# Enunciado a
¿Puedes copiar, sin cambiar nada, el fragmento del texto sobre el pintor Triana que va desde "A este conversador" hasta "segundo apellido (Triana)."?

:: Texto proporcionado ::

Si una anécdota pudiera ilustrar la temprana preferencia de Triana por la pintura, es de seguro aquella que cuenta ahora la orgullosa madre al referir que cuando el niño apenas rebasaba los siete años y, ante la disyuntiva de escoger entre una bicicleta, un juego de pistoleros o una caja con 72 lápices de colores, optó por la tercera.
Definitivamente ganado por la pintura, se sintió subyugado por el paisaje cubano –y específicamente pinareño– desde aquellos tiempos lejanos de la infancia en que solía pasar semanas, y hasta meses, en zonas campesinas aledañas a la ciudad-capital más occidental de Cuba.
 A este conversador empedernido, se le iluminan los ojos y la sonrisa le suaviza el rostro –prematuramente curtido– si se le pregunta por sus inicios en el mundo de la plástica y se refiere a su tránsito por el retrato y las marinas.
«Comencé a dibujar mucho, pero principalmente paisajes. Solía caminar por el campo y me emocionaba ante su colorido, que intentaba llevar a mi paleta, a mis lienzos...», expresa. Su maestro fue Clemente Carreño Albiza, «(...) un hombre de pequeña estatura, de mirada segura e inteligente que con su trabajo contribuye día a día a recuperar las piezas museables existentes en el territorio (...)», según puede leerse en un amarillento ejemplar del periódico Guerrillero, de Pinar del Río, fechado el 7 de agosto de 1988, que guarda con amor, el joven pintor conocido ahora por su segundo apellido (Triana).

:::

# Enunciado b
¿Puedes repetir tal cual las filas de abajo, desde la línea que contiene "Target: orange hard hat" hasta el final de las filas, con ambos extremos incluidos?

:: Datos para procesar ::

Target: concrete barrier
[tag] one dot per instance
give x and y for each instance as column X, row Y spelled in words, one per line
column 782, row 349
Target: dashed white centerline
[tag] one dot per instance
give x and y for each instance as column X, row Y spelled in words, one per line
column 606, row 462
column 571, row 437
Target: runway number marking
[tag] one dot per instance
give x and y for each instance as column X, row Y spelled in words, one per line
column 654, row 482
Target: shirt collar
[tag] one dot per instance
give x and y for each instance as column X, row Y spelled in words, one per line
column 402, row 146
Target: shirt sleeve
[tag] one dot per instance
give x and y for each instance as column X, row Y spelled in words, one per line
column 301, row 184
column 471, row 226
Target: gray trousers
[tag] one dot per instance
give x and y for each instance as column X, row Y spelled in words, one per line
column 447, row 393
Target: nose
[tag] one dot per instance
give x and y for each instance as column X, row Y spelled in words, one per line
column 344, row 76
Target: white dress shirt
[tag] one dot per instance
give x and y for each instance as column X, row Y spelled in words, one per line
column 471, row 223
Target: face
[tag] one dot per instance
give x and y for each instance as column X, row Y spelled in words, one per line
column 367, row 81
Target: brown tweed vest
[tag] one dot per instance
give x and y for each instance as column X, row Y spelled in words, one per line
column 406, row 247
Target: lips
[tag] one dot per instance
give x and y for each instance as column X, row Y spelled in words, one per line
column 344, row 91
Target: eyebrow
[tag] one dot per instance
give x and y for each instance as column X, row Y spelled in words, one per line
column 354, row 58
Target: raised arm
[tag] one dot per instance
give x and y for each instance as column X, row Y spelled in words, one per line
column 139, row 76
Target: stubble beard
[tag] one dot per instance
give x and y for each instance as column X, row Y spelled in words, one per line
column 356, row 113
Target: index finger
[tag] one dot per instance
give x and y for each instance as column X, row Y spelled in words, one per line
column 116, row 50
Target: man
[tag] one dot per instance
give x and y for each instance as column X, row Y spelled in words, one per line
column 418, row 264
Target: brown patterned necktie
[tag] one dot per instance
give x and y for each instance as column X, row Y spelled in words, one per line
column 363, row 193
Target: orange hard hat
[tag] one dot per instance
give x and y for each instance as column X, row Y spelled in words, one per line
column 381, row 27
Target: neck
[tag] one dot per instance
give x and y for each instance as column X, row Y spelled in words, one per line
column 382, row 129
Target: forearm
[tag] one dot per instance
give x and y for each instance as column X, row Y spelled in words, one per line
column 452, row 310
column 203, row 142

:::

# Respuesta escrita a
A este conversador empedernido, se le iluminan los ojos y la sonrisa le suaviza el rostro –prematuramente curtido– si se le pregunta por sus inicios en el mundo de la plástica y se refiere a su tránsito por el retrato y las marinas.
«Comencé a dibujar mucho, pero principalmente paisajes. Solía caminar por el campo y me emocionaba ante su colorido, que intentaba llevar a mi paleta, a mis lienzos...», expresa. Su maestro fue Clemente Carreño Albiza, «(...) un hombre de pequeña estatura, de mirada segura e inteligente que con su trabajo contribuye día a día a recuperar las piezas museables existentes en el territorio (...)», según puede leerse en un amarillento ejemplar del periódico Guerrillero, de Pinar del Río, fechado el 7 de agosto de 1988, que guarda con amor, el joven pintor conocido ahora por su segundo apellido (Triana).

# Respuesta escrita b
Target: orange hard hat
[tag] one dot per instance
give x and y for each instance as column X, row Y spelled in words, one per line
column 381, row 27
Target: neck
[tag] one dot per instance
give x and y for each instance as column X, row Y spelled in words, one per line
column 382, row 129
Target: forearm
[tag] one dot per instance
give x and y for each instance as column X, row Y spelled in words, one per line
column 452, row 310
column 203, row 142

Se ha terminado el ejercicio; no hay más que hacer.